Perkeo und das große Fass

Darf ich vorstellen: Perkeo, Hofzwerg.

Naja, eigentlich hieß er Clemens Pankert oder vielleicht auch Giovanni Clementi, das weiß niemand mehr so genau, geboren wurde er im Jahre 1702 in Südtirol und er war so ziemlich die liebste Gesellschaft des Kurfürsten Karl III. Philipp von der Pfalz und er war vor allem der Hüter des „Großen Fasses”, des so berühmten, das dort im Heidelberger Schloss heute immer noch zu sehen ist.

Eigentlich hatte der spätere Perkeo den Beruf des Knopfmachers gelernt, aber irgendwie war das wohl nicht so ganz das Richtige für ihn. Er hatte offenbar anderes oder vielleicht auch besseres vor, denn seine Schlagfertigkeit und seine Trinkfestigkeit mussten ja zu irgendetwas gut sein.

Als der Kurfürst ihn kennenlernte fand er offenbar sofort Gefallen an dem jungen Herrn, der viel trank, lustig war und auf Fragen immer gerne mit einem „perché no?“ (Warum nicht?) antwortete. Er nahm ihn also mit und Perkeo, wie er nun hieß, lernte die Welt und vor allem Heidelberg und die guten Weine des deutschen Südens kennen.

Allzu gesund war die Lebensweise unseres trinkfesten Freundes aber wohl nicht, denn er starb bereits im Alter von 33 Jahren im Jahr 1735.

 

Victor Hugo schrieb 1840 nach einem Besuch des Heidelberger Schlosses:

 „Wenn man in dem Schatten des großen Fasses dahingeht, bemerkt man plötzlich hinter den stützenden Bohlen eine eigenartige Gestalt aus Holz, auf die eine Öffnung in der Mauer einen fahlen Lichtschimmer fallen läßt. Man könnte sagen, es ist ein kleiner, lustiger Alter, grotesk aufgeputzt. […] Der kleine Alte ist ein Hofnarr […] Er war der Hofnarr des Pfalzgrafen Karl Philipp; Perkeo war sein Name. Er maß drei Fuß sechs Zoll, wie sein Standbild, unter dem sein Name steht. Täglich trank er fünfzehn doppelte Flaschen Rheinwein. Darin lag seine Stärke. Er brachte um 1710 etwa den Kurfürsten von Bayern und den Kaiser von Deutschland, diese Schatten, die damals hier vorüberzogen, viel zum Lachen. Eines Tages, als mehrere fremde Fürsten beim Pfalzgrafen waren, maß man Perkeo an einem jener „langen Kerls“ Friedrich Wilhelms I., Königs von Preußen, die in ihren Stiefeln mit hohen Absätzen und den hohen Helmen die Stufen der Paläste rückwärts hinuntergehen mußten. Der Narr reichte kaum über den Stiefel der Grenadiere. Das rief ein großes Gelächter hervor, berichtet ein zeitgenössischer Erzähler. Arme Fürsten einer altersschwachen Zeit, die sich mit Zwergen und Riesen befaßten und die Menschen darüber vergaßen! Wenn Perkeo seine fünfzehn Flaschen nicht getrunken hatte, peitschte man ihn aus.“

Und sogar ein Trinklied wurde dem Perkeo gewidmet, das sich in der Sammlung Heidelberger Lieder „Gaudeamus“ von Viktor von Scheffel findet:

Perkeo
Historische Postkarte mit Darstellung des Perkeo – 1904

Perkeo – Trinklied

Das war der Zwerg Perkeo
Im Heidelberger Schloß,
An Wuchse klein und winzig,
An Durste riesengroß.

Datenauszug ▸
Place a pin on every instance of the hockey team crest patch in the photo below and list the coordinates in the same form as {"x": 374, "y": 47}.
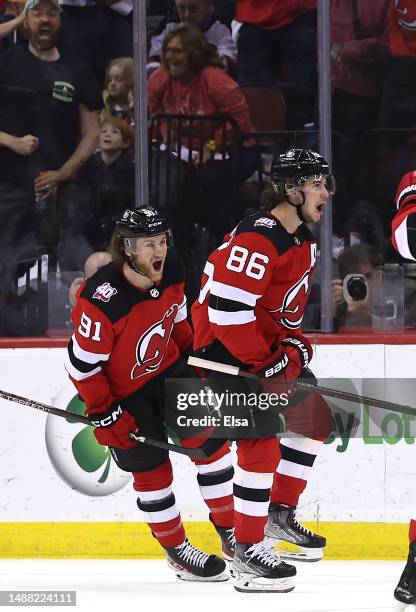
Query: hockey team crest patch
{"x": 151, "y": 346}
{"x": 265, "y": 222}
{"x": 104, "y": 292}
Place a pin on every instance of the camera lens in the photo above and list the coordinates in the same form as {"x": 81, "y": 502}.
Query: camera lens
{"x": 357, "y": 288}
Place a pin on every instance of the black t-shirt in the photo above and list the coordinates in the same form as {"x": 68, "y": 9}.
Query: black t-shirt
{"x": 42, "y": 98}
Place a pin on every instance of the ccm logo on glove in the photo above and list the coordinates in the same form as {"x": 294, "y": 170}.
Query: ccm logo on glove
{"x": 107, "y": 421}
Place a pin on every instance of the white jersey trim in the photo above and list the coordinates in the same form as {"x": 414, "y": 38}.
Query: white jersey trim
{"x": 152, "y": 496}
{"x": 250, "y": 508}
{"x": 252, "y": 480}
{"x": 162, "y": 516}
{"x": 87, "y": 356}
{"x": 77, "y": 374}
{"x": 234, "y": 293}
{"x": 221, "y": 464}
{"x": 182, "y": 312}
{"x": 214, "y": 491}
{"x": 306, "y": 445}
{"x": 400, "y": 236}
{"x": 221, "y": 317}
{"x": 295, "y": 470}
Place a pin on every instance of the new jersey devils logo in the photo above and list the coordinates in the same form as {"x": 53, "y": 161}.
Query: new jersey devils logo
{"x": 294, "y": 300}
{"x": 151, "y": 346}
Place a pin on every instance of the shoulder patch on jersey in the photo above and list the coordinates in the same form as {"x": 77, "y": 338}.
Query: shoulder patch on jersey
{"x": 104, "y": 292}
{"x": 273, "y": 230}
{"x": 265, "y": 221}
{"x": 111, "y": 293}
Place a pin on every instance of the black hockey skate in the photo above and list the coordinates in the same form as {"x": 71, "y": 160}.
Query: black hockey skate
{"x": 405, "y": 592}
{"x": 190, "y": 563}
{"x": 282, "y": 525}
{"x": 259, "y": 570}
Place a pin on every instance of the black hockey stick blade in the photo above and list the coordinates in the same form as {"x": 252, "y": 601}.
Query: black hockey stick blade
{"x": 198, "y": 453}
{"x": 224, "y": 368}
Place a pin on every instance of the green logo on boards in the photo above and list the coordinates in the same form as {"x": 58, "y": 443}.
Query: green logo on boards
{"x": 82, "y": 463}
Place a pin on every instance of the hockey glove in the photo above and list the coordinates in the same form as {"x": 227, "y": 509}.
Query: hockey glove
{"x": 112, "y": 428}
{"x": 285, "y": 365}
{"x": 306, "y": 376}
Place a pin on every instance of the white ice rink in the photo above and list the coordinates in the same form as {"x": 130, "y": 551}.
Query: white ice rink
{"x": 149, "y": 586}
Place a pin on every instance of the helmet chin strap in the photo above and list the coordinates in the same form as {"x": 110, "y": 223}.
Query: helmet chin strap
{"x": 132, "y": 265}
{"x": 298, "y": 207}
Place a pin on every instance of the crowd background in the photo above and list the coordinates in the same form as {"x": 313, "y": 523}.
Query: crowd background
{"x": 230, "y": 84}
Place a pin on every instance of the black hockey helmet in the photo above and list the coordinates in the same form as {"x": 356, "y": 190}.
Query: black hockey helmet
{"x": 294, "y": 167}
{"x": 142, "y": 222}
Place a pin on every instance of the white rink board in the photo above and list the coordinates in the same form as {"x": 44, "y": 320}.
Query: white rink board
{"x": 366, "y": 482}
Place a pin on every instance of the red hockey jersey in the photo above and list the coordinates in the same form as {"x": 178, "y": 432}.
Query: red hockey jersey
{"x": 403, "y": 226}
{"x": 125, "y": 336}
{"x": 254, "y": 288}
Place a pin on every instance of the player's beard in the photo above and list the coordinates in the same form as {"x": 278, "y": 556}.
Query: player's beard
{"x": 45, "y": 45}
{"x": 147, "y": 269}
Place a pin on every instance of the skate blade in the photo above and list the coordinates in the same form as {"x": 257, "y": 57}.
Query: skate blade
{"x": 398, "y": 606}
{"x": 308, "y": 555}
{"x": 187, "y": 577}
{"x": 248, "y": 583}
{"x": 230, "y": 566}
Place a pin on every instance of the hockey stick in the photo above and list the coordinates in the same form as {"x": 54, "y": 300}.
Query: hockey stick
{"x": 303, "y": 386}
{"x": 198, "y": 453}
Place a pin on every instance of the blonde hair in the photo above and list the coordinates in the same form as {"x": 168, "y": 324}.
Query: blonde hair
{"x": 126, "y": 65}
{"x": 127, "y": 133}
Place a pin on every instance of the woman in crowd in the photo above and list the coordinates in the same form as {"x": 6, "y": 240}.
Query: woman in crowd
{"x": 191, "y": 81}
{"x": 118, "y": 92}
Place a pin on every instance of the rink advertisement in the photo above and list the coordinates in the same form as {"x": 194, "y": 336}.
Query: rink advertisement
{"x": 54, "y": 475}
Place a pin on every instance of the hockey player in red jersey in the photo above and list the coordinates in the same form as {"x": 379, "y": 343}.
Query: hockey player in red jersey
{"x": 249, "y": 312}
{"x": 130, "y": 333}
{"x": 404, "y": 223}
{"x": 404, "y": 241}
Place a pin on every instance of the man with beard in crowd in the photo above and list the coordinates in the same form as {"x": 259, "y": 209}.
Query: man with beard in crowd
{"x": 48, "y": 129}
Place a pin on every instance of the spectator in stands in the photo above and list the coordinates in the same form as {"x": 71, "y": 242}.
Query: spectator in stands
{"x": 199, "y": 14}
{"x": 118, "y": 90}
{"x": 398, "y": 107}
{"x": 276, "y": 42}
{"x": 98, "y": 32}
{"x": 191, "y": 81}
{"x": 108, "y": 177}
{"x": 358, "y": 259}
{"x": 48, "y": 129}
{"x": 358, "y": 56}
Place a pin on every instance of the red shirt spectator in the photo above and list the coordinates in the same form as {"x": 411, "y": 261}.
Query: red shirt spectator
{"x": 402, "y": 28}
{"x": 271, "y": 14}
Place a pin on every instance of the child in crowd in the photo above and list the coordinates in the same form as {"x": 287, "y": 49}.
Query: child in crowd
{"x": 118, "y": 92}
{"x": 108, "y": 176}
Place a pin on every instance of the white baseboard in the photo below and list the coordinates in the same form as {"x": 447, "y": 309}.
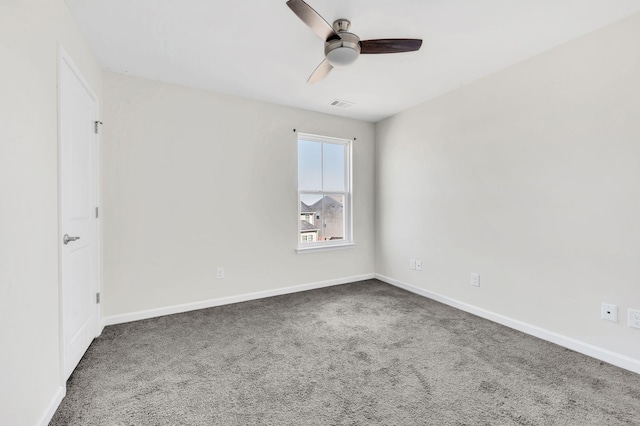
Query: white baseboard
{"x": 616, "y": 359}
{"x": 186, "y": 307}
{"x": 53, "y": 406}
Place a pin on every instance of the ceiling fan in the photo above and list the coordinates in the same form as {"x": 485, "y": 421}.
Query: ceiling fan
{"x": 342, "y": 48}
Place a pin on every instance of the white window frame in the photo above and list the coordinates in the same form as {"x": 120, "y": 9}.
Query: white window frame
{"x": 347, "y": 242}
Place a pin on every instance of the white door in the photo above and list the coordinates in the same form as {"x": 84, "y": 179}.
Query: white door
{"x": 78, "y": 221}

Aufgabenstellung ▸
(a) Gib den Abschnitt des Textes über Perkeo, beginnend bei „Naja, eigentlich hieß“ und endend bei „zu sehen ist.“, noch einmal wieder und tausche darin „Südtirol“ gegen „Tirol“ aus.
(b) Führe den Text über Perkeo von der Stelle an weiter, an der er aufhört.

Lösungen ▸
(a)
Naja, eigentlich hieß er Clemens Pankert oder vielleicht auch Giovanni Clementi, das weiß niemand mehr so genau, geboren wurde er im Jahre 1702 in Tirol und er war so ziemlich die liebste Gesellschaft des Kurfürsten Karl III. Philipp von der Pfalz und er war vor allem der Hüter des „Großen Fasses”, des so berühmten, das dort im Heidelberger Schloss heute immer noch zu sehen ist.

(b)
Man schalt ihn einen Narren,
Er dachte: »Liebe Leut,
Wärt ihr wie ich doch alle
Feuchtfröhlich und gescheut!«
Und als das Faß, das große,
Mit Wein bestellet war,
Da ward sein künftger Standpunkt
Dem Zwergen völlig klar.
»Fahr’ wohl«, sprach er, »o Welt,
Du Katzenjammertal,
Was sie auf dir hantieren,
Ist Wurst mir und egal!
Um lederne Ideen
Rauft man manch heißen Kampf,
Es ist im Grund doch alles
Nur Nebel, Rauch und Dampf!
Die Wahrheit liegt im Weine.
Beim Weinschlurf sonder End’
Erklär’ ich alter Narre
Fortan mich permanent.«
Perkeo stieg zum Keller;
Er kam nicht mehr herfür
Und sog bei fünfzehn Jahre
Am rhein’schen Malvasier.
War’s drunten auch stichdunkel,
Ihm strahlte innres Licht,
Und wankten auch die Beine,
Er trank und murrte nicht.

Als er zum Faß gestiegen,
Stand’s wohlgefüllt und schwer,
Doch als er kam zu sterben,
Klang’s ausgesaugt und leer.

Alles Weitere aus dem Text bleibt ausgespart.